(Stored data)
## begin
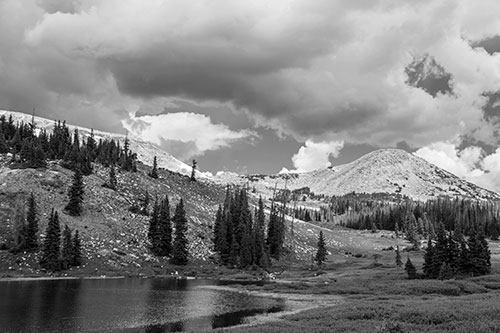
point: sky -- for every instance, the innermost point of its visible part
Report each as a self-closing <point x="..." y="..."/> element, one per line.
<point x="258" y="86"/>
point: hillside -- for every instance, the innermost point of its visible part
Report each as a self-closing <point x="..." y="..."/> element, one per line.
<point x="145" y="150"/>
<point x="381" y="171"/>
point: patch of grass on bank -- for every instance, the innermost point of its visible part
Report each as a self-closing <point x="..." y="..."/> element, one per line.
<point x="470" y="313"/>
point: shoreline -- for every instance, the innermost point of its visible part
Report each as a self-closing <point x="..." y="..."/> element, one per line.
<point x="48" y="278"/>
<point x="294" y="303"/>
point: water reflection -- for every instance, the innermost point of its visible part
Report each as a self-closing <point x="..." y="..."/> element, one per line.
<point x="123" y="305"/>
## end
(Task goal)
Transcribe the full listing above exactly, with the images removed.

(Reply)
point: sky -- for every instance, the innermost point of its visible part
Report each as a self-closing <point x="..." y="..."/> element, one per line.
<point x="258" y="86"/>
point: hillside -- for every instance, the innermost point of its visible part
Report each as a self-closing <point x="..." y="..."/> element, one per line.
<point x="145" y="150"/>
<point x="381" y="171"/>
point: patch of grass on bank -- for every instance, the innermost point of its visible part
Report each as a self-closing <point x="..." y="..."/> element, one per line.
<point x="470" y="313"/>
point: shoreline -- for every instance, the innermost point of its visible part
Report each as a self-closing <point x="..." y="..."/> element, one per line.
<point x="48" y="278"/>
<point x="294" y="303"/>
point: water reflection -- for every instance, the innermost point of its visible part
Report each as a self-closing <point x="..." y="..."/> element, one per line.
<point x="123" y="305"/>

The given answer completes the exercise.